# Excerpted text:
╭──

The economy minister responds to the Sarawak government's criticism of the new database hub he has been promoting.

2 minute read
Rafizi Ramli says there were more than two million cyber attacks on PADU last week. Photo: Facebook
Rafizi Ramli says there were more than two million cyber attacks on PADU last week. Photo: Facebook

The man behind the launch of PADU, which has raised growing privacy and security concerns, has defended the government's latest database hub, claiming the system had been able to withstand some two million cyber attacks in the past one week.

Economy Minister Rafizi Ramli said the database had been developed entirely with existing expertise in the civil service, adding that it met international standards and best practice, making it less vulnerable to data leaks.

Rafizi said the information stored in PADU was subject to the Official Secrets Act and the hardware used was protected by the Computer Crimes Act, with only officials vetted by the chief government security officer having access.

"Therefore, any act involving accessing data in PADU, uploading, downloading, modifying, adding or distributing data without permission is a criminal offence punishable on conviction by imprisonment, fine or both," Rafizi said.

╰──

# Set of tasks:
1. Can you restate the PADU article's paragraph beginning "Rafizi said the information stored in PADU" as a short list that keeps its main facts?
2. Would you return the PADU article's text from "The man behind" up to and including "to data leaks."?
3. What is the PADU article's gist, summed up in two sentences?
The data has no connection to the PADU article.

# Data provided:
╭──

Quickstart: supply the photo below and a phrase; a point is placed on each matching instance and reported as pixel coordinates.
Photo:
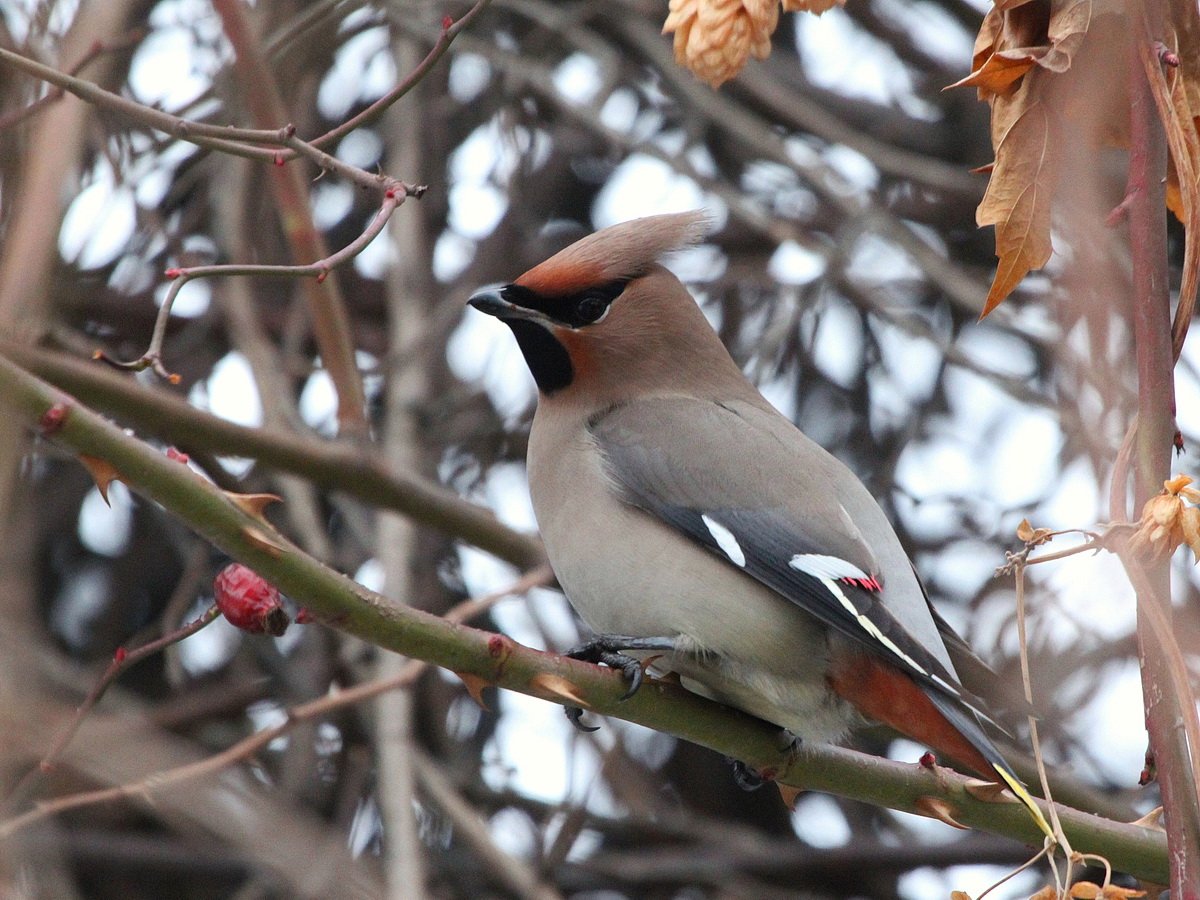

╰──

# The responses:
1.
- Information stored in PADU is subject to the Official Secrets Act.
- The hardware used is protected by the Computer Crimes Act.
- Only officials vetted by the chief government security officer have access.

2.
The man behind the launch of PADU, which has raised growing privacy and security concerns, has defended the government's latest database hub, claiming the system had been able to withstand some two million cyber attacks in the past one week.

Economy Minister Rafizi Ramli said the database had been developed entirely with existing expertise in the civil service, adding that it met international standards and best practice, making it less vulnerable to data leaks.

3. Economy Minister Rafizi Ramli defended the PADU database hub amid privacy and security concerns, saying it withstood some two million cyber attacks in the past week and was built entirely with existing civil service expertise to international standards. He said its data falls under the Official Secrets Act and its hardware under the Computer Crimes Act, with access limited to vetted officials and unauthorized handling of the data punishable by imprisonment, a fine or both.